AIM -
Leave out the pictures and copy the remaining records exactly.

Records from a point labeling set

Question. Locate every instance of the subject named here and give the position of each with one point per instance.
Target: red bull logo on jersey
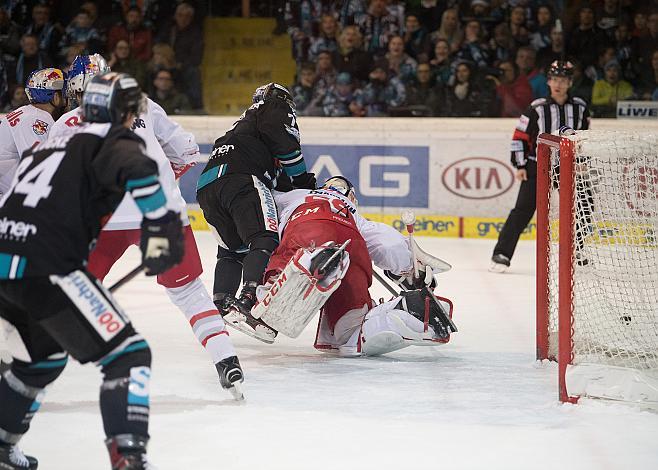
(40, 127)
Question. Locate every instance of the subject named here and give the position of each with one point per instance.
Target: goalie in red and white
(324, 262)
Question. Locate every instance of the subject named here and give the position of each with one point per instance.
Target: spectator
(10, 36)
(30, 59)
(48, 35)
(582, 85)
(304, 92)
(18, 98)
(338, 101)
(377, 26)
(121, 60)
(349, 57)
(465, 98)
(380, 93)
(541, 37)
(609, 90)
(555, 51)
(525, 61)
(81, 32)
(518, 28)
(440, 64)
(326, 40)
(399, 63)
(416, 39)
(648, 86)
(423, 91)
(501, 44)
(450, 30)
(187, 42)
(512, 90)
(595, 71)
(473, 49)
(138, 36)
(166, 95)
(325, 72)
(586, 40)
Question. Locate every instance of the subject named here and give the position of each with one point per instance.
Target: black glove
(162, 243)
(304, 181)
(410, 282)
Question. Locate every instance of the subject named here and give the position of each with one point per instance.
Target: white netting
(615, 272)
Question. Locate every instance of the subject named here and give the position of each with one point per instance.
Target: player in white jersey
(349, 321)
(175, 151)
(27, 126)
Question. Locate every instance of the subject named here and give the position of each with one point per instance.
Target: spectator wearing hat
(326, 40)
(586, 39)
(380, 93)
(304, 93)
(423, 91)
(449, 30)
(132, 30)
(473, 49)
(400, 64)
(338, 101)
(610, 89)
(416, 39)
(441, 63)
(349, 57)
(512, 89)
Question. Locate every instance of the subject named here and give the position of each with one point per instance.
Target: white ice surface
(480, 402)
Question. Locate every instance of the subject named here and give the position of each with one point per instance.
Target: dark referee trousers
(543, 115)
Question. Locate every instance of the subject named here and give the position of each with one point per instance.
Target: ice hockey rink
(479, 402)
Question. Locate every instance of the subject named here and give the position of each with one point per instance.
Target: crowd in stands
(466, 57)
(159, 42)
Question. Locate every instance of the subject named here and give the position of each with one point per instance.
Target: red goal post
(597, 263)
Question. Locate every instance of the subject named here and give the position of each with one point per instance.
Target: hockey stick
(127, 278)
(385, 283)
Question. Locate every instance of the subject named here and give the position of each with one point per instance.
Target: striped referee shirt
(545, 115)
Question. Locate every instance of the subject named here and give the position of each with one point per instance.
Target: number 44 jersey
(61, 193)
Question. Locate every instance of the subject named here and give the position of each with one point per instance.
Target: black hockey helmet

ANSWER TO THIS TASK -
Question. Locate every instance of the subject named here and give the position of each with one point per instance.
Target: red bull logo on jersey
(40, 127)
Question. Locate every instance of the subject named here and give the position of each with one point per instance.
Target: goalie in red and white
(324, 262)
Question. Locate every instance of the subject named here and give the position of each with one point per instance.
Target: spectator
(10, 36)
(30, 59)
(48, 35)
(582, 85)
(304, 92)
(18, 98)
(338, 101)
(377, 26)
(121, 60)
(349, 57)
(465, 98)
(380, 93)
(541, 37)
(609, 90)
(555, 51)
(525, 61)
(81, 32)
(518, 28)
(440, 64)
(326, 40)
(399, 63)
(416, 39)
(648, 86)
(423, 91)
(501, 44)
(450, 30)
(187, 42)
(512, 90)
(595, 71)
(473, 49)
(138, 36)
(166, 95)
(325, 72)
(586, 40)
Question. Locate every instance of the subject named here and give the position of each with one point per instance.
Target: black glove
(162, 243)
(304, 181)
(410, 282)
Question. Locate every instance of the subject named here and give the position of each with one point per instance.
Target: white netting
(615, 272)
Question. Locate every instance of the subject named here and give the position of each with one point per instance.
Target: player in white jersey
(349, 321)
(175, 151)
(27, 126)
Question. Locate every instance of the subject named here and give the position of each with one point per instance.
Target: spectator wearing hat
(326, 40)
(586, 39)
(380, 93)
(304, 93)
(423, 91)
(449, 30)
(132, 30)
(473, 49)
(400, 64)
(338, 101)
(610, 89)
(416, 39)
(441, 63)
(349, 57)
(512, 89)
Question. Locate every instance of the subject named here and give the position of each with one point per instance.
Target: white ice surface
(480, 402)
Question. Locate every instance of the subject named here and give the position of each with one point per instance.
Target: dark referee trousers
(543, 115)
Question. Locate every instance of the subject named here and give the position of each with one point per instance.
Target: ice hockey rink
(479, 402)
Question. Locate every instance of the subject named here and give the position of each with one point per instance.
Target: crowd in stands
(466, 57)
(159, 42)
Question. Locate every instance of the subject named here and give the position of each with one point per instance.
Target: red goal post
(597, 263)
Question. Locate every instance of the subject named here and give the position of each with one point per instance.
Target: hockey stick
(127, 278)
(385, 283)
Question. Locate every instance of the subject named here and give the position of each with one point per instance.
Target: striped referee shirt
(545, 115)
Question. Locate every instance of the subject named here and give the position of each with one point per instance.
Target: number 44 jersey
(61, 193)
Question. Locate every instance of the subject named here and give the position of each with one point per instance.
Target: black hockey helmet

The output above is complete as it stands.